**Short exercise:** Look below for the line with "of the concrete". Extract that line and each one after it through the last, word for word.

::: Exercise materials :::

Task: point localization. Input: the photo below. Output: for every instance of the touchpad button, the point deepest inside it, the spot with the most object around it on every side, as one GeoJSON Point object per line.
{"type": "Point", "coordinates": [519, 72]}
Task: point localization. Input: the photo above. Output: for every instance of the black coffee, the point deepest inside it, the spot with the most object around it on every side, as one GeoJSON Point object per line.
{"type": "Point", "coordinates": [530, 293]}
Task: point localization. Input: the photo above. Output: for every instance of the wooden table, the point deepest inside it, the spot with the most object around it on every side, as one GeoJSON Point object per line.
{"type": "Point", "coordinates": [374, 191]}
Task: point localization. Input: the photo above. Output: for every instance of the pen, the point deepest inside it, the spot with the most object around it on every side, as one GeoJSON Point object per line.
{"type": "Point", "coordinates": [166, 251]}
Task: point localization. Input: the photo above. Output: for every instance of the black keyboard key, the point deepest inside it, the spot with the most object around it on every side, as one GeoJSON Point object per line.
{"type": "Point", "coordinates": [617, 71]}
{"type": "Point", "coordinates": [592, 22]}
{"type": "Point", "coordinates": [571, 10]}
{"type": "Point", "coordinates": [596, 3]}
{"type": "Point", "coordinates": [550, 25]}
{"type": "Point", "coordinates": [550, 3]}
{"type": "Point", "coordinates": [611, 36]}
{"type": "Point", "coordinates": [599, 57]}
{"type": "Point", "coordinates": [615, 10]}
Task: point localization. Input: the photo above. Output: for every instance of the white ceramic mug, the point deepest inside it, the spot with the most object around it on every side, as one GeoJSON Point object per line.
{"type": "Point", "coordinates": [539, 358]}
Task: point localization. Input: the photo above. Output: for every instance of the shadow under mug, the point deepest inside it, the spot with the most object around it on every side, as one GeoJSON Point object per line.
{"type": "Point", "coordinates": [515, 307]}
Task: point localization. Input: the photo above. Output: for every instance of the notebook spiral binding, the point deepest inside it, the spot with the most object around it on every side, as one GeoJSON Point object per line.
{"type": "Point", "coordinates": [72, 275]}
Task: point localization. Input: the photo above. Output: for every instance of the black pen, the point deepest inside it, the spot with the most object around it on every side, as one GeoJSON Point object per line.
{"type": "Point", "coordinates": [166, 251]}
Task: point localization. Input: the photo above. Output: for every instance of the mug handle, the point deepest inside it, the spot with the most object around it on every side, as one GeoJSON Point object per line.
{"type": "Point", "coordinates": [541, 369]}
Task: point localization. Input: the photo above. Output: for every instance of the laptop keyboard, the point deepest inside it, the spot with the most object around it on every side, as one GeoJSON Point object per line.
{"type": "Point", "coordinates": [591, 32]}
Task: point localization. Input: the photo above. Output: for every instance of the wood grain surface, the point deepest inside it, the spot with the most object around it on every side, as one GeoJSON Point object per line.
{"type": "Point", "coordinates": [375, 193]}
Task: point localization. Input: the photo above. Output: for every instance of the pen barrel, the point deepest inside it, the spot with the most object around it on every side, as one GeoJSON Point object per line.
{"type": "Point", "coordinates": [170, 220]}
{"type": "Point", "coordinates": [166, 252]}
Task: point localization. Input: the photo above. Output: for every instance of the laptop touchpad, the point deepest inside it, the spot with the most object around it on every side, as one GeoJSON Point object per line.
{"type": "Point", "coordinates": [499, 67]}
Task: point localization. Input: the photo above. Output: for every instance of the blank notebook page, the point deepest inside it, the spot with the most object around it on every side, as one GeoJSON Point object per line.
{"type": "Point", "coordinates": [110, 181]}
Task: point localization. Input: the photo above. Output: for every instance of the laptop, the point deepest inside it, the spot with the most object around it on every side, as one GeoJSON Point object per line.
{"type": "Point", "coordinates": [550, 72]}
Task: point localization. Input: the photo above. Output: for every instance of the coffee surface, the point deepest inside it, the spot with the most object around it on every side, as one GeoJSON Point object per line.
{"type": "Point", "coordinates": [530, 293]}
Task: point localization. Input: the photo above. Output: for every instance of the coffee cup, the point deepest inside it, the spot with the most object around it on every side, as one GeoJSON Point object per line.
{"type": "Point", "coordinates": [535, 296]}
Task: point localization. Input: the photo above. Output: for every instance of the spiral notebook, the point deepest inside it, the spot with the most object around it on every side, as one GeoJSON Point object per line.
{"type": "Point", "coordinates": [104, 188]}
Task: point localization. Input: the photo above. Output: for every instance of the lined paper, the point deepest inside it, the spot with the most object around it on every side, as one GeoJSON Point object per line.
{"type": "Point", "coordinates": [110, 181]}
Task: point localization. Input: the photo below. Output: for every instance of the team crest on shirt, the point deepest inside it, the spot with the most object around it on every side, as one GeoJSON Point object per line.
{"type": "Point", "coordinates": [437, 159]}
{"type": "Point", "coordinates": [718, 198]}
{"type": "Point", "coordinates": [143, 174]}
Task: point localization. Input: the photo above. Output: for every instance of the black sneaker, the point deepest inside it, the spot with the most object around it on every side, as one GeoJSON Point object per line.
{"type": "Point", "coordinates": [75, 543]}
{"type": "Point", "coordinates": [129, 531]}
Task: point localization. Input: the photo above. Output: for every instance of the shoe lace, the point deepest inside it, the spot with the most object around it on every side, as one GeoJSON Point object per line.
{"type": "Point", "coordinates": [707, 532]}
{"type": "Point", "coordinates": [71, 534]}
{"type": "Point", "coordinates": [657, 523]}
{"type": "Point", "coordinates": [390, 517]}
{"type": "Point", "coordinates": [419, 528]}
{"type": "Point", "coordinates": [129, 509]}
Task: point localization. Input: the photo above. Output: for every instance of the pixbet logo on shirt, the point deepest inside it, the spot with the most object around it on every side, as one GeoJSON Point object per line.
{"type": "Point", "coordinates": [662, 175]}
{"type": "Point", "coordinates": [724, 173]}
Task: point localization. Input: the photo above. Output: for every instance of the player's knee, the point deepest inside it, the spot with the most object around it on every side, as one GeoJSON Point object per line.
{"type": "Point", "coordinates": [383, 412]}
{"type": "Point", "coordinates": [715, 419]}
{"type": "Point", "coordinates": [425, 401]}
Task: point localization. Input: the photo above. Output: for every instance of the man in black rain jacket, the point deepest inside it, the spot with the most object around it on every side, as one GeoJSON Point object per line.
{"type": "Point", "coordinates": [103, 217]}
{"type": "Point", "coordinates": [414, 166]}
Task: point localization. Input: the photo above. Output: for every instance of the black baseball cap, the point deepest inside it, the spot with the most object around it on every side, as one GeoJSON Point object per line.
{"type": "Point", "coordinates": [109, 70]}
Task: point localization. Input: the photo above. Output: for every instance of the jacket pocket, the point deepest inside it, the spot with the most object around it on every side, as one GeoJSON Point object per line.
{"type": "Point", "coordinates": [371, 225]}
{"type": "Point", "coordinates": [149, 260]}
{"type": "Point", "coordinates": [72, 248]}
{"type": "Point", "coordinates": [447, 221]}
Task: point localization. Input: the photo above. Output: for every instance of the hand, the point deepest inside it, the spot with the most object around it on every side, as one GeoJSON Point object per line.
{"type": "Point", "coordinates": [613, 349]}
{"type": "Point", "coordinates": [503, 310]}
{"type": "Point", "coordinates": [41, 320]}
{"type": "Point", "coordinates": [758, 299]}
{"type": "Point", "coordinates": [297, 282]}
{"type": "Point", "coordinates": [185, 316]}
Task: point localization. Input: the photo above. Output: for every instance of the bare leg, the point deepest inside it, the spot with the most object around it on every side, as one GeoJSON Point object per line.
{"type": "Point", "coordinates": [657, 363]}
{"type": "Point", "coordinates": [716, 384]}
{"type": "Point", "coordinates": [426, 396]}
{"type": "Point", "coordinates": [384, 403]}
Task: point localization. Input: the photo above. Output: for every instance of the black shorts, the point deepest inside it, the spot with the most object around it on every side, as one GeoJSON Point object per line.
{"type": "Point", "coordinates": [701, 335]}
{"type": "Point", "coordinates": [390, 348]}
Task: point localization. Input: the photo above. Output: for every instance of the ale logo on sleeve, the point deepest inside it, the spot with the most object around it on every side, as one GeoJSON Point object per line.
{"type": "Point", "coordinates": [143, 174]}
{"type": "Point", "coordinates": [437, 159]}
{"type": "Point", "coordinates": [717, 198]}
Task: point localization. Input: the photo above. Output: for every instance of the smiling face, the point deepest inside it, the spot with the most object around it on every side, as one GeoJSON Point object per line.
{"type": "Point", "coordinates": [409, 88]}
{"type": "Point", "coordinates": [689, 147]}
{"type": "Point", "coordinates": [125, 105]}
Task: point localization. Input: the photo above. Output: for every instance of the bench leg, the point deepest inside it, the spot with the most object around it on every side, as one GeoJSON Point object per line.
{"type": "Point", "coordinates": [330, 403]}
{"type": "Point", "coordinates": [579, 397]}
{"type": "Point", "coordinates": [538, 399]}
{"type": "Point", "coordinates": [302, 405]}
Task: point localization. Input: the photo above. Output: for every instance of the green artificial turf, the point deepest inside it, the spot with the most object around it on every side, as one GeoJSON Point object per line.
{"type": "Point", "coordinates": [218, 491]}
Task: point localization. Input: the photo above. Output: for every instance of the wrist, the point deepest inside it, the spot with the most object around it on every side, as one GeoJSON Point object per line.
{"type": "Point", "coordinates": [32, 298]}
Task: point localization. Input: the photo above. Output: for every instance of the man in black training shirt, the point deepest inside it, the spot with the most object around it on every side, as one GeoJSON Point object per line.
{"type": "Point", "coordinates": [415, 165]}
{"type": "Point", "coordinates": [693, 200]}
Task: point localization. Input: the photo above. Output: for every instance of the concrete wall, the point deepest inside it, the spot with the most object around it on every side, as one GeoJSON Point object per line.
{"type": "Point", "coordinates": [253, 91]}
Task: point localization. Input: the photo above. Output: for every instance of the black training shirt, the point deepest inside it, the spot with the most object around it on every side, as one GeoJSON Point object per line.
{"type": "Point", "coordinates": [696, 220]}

:::

**The reply:**
Task: point localization. Input: the photo above. Output: for every instance of the concrete wall, the point deepest inside it, the spot with the most object around it on every side, as one GeoJSON Point object per line.
{"type": "Point", "coordinates": [253, 91]}
Task: point localization. Input: the photo above. Output: for every instance of the black training shirt, the point deepest inside it, the spot with the most object around it on every side, as one GeoJSON Point object per line.
{"type": "Point", "coordinates": [696, 220]}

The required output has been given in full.